======== Text shown ========

An act of Parliament provided the company with the compulsory purchase order they needed. Moving swiftly, Midland Railway set about razing a five hectare lot directly north of the Euston Road. While landowners were compensated for their loss, this was scant comfort to the occupants of the houses — most of whom were tenants far too poor to own their own properties. Unceremoniously ejected, these disposed residents were condemned to an uncertain future, so that London could fully enjoy the fresh produce rail transport offered. In their place a gigantic goods terminus to receive and distribute goods was constructed between 1883 and 1887.

The earliest finds from the Somers Town excavations belonged to the inhabitants of the slum housing. Although almost all traces of these were swept away when the goods yard was constructed, a drain survived, and within its silt was a collection of early 19th century household objects. These included beads, a comb, a spoon, an ornamental ceramic running hare, and a curious cone-shaped object. Open ended, with slight traces of burning around the rim, this is believed to be a device for snuffing out candles. The silt itself will be analysed to see if it can reveal traces of any organic materials that accompanied these everyday objects into the drain.

Wagons roll

The influence of St Pancras station on the architecture of the goods yard that replaced the slum tenements went beyond its Gothic brickwork arches. The two storey solution at St Pancras, designed to deal with the uneven site and the nearby Regent’s Canal, was also adopted at Somers Town.  A viaduct carried a branch off the Main Line, leading onto the upper level of the yard, where goods sheds and over 30 sidings catered for wagons carrying a variety of foodstuffs.

Underneath, the lower storey of the yard was at street level, and served as the distribution centre. Here, there were offices, stores, and even a large potato market — now the site of the British library. The quantities of produce fed a constant stream of traffic, with the 1,200 rail company horses needed to deliver goods by cart causing tailbacks that stretched beyond the goods yard gates. Keeping these carts laden required enough track for 600 railway wagons, and the facilities to unload them. One stretch of track under excavation still had the timber sleepers that held the rails in place. Next to it was a cobbled surface, where carts could draw up alongside the railway wagons, and unload their cargoes directly into the carriages, before distributing them throughout the metropolis. Yet this neat arrangement also highlights rail freight’s Achilles’ heel: it lacked the flexibility that came with supplying goods by road.

======== Provided information ========

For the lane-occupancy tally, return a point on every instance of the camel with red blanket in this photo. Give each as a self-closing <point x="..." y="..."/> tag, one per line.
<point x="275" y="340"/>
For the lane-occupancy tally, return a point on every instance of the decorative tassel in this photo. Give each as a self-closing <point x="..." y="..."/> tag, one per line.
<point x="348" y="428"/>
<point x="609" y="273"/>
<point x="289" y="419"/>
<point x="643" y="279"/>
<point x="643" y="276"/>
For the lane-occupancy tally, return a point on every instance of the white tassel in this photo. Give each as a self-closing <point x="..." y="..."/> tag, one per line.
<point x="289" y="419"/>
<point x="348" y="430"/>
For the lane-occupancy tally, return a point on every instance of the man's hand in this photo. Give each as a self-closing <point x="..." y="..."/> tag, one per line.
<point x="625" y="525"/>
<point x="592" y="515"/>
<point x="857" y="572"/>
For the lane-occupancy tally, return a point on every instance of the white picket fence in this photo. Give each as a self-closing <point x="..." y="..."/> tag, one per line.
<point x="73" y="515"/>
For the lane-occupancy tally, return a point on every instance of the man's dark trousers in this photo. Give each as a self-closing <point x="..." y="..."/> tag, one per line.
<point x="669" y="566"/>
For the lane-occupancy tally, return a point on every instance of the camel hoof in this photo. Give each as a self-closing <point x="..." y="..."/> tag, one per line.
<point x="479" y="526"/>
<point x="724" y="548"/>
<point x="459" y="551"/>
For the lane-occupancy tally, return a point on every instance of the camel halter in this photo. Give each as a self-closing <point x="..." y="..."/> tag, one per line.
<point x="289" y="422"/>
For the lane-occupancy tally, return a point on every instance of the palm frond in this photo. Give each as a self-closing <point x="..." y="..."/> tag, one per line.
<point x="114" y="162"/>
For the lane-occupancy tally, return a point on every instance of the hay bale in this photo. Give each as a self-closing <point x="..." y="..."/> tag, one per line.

========
======== Provided information ========

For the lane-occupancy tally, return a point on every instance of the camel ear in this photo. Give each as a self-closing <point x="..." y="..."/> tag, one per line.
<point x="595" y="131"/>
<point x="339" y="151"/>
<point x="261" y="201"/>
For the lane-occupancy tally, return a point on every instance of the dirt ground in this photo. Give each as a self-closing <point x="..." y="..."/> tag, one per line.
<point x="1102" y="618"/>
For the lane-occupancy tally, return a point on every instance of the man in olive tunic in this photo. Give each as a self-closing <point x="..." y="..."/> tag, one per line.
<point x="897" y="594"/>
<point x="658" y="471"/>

========

Problems and tasks.
1. Please retype the Somers Town text between "Wagons roll" and "variety of foodstuffs.", inclusive.
2. Using the Somers Town text, list every household object it names as found in the silt of the surviving drain.

Solutions by task.
1.
Wagons roll

The influence of St Pancras station on the architecture of the goods yard that replaced the slum tenements went beyond its Gothic brickwork arches. The two storey solution at St Pancras, designed to deal with the uneven site and the nearby Regent’s Canal, was also adopted at Somers Town.  A viaduct carried a branch off the Main Line, leading onto the upper level of the yard, where goods sheds and over 30 sidings catered for wagons carrying a variety of foodstuffs.

2.
- beads
- a comb
- a spoon
- an ornamental ceramic running hare
- a curious cone-shaped object